→ **Extract provided**
+++++
Why Redpapr Switched from Firebase → Supabase → PostgreSQL + MongoDB + SQLite
At Redpapr, we’ve always believed in using the right tool for the job. As we’ve grown—from a lightweight learning MVP to a full-stack edtech platform with creators, students, content tools, and now desktop AI—we’ve rethought how we store and scale our data.
This is the story of how we evolved our backend—from Firebase, to Supabase, to our current multi-database architecture using:
- 🐘 PostgreSQL — our core relational DB
- 🍃 MongoDB — for flexible, fast-moving internal tools
- 🧱 SQLite — lightweight storage for microapps and our upcoming desktop app
🚀 Phase 1: Firebase – Fast but Fragile
Firebase helped us move quickly in the beginning.
- ✅ Instant setup
- ✅ Realtime features baked in
- ✅ Great for small apps
But we hit walls—fast:
- ❌ Difficult to model relationships cleanly
- ❌ Vendor lock-in around Firestore syntax
- ❌ Complex querying and joins required workarounds
- ❌ Hard to scale into advanced use cases
Firebase was easy to start with—but too rigid and opaque as our app complexity grew.
⚡ Phase 2: Supabase – Closer, but Still Not Enough
Supabase felt like the perfect step forward.
- ✅ PostgreSQL under the hood
- ✅ Built-in auth, storage, and APIs
- ✅ Developer-friendly and open source
We loved it. But eventually:
- ❌ Supabase added abstraction and latency we didn’t need
- ❌ We needed deeper control over migrations, indexing, and performance tuning
- ❌ Supabase's hosted auth and edge functions started limiting us when building tightly coupled systems (like AI tools and creator dashboards)
+++++
Collected data entries:
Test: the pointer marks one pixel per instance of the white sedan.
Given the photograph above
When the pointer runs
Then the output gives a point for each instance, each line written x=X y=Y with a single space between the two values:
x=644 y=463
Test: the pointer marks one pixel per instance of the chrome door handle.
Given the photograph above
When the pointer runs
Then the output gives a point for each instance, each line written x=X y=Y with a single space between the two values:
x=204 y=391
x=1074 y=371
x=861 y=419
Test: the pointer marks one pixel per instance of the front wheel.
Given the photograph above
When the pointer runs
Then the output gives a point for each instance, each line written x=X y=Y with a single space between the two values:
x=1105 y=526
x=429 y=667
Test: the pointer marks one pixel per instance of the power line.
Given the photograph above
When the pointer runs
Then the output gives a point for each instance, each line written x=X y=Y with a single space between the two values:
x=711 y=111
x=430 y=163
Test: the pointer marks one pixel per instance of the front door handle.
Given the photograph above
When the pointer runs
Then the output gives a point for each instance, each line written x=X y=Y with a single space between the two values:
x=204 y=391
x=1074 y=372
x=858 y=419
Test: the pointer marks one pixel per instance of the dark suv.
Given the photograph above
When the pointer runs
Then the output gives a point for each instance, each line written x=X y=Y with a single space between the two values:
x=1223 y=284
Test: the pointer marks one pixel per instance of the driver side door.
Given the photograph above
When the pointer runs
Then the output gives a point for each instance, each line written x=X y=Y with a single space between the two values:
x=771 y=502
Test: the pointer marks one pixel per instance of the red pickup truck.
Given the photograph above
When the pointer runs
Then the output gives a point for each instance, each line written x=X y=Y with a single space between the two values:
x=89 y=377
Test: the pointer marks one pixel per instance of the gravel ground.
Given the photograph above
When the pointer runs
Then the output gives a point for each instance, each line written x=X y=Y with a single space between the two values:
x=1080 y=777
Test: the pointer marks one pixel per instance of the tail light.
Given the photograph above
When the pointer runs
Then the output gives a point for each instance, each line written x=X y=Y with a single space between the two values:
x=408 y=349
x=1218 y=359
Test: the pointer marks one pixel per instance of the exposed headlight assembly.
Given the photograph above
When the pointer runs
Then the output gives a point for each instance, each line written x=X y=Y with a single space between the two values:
+++++
→ **Required action A**
Decide whether each statement agrees with the Redpapr backend article: (i) Firebase came with realtime features built in; (ii) Supabase was a closed-source product; (iii) MongoDB serves as Redpapr's core relational database.
→ **Required action B**
Reproduce the part of the Redpapr backend article starting with "Why Redpapr Switched" and going on through "in the beginning.".
→ **Required action C**
According to the Redpapr backend article, what does Redpapr use SQLite for?
None of the lines is needed here.

→ **Your solution A**
(i) Yes: "Realtime features baked in"
(ii) No: "Developer-friendly and open source"
(iii) No: "PostgreSQL — our core relational DB"

→ **Your solution B**
Why Redpapr Switched from Firebase → Supabase → PostgreSQL + MongoDB + SQLite
At Redpapr, we’ve always believed in using the right tool for the job. As we’ve grown—from a lightweight learning MVP to a full-stack edtech platform with creators, students, content tools, and now desktop AI—we’ve rethought how we store and scale our data.
This is the story of how we evolved our backend—from Firebase, to Supabase, to our current multi-database architecture using:
- 🐘 PostgreSQL — our core relational DB
- 🍃 MongoDB — for flexible, fast-moving internal tools
- 🧱 SQLite — lightweight storage for microapps and our upcoming desktop app
🚀 Phase 1: Firebase – Fast but Fragile
Firebase helped us move quickly in the beginning.

→ **Your solution C**
Lightweight storage for microapps and its upcoming desktop app.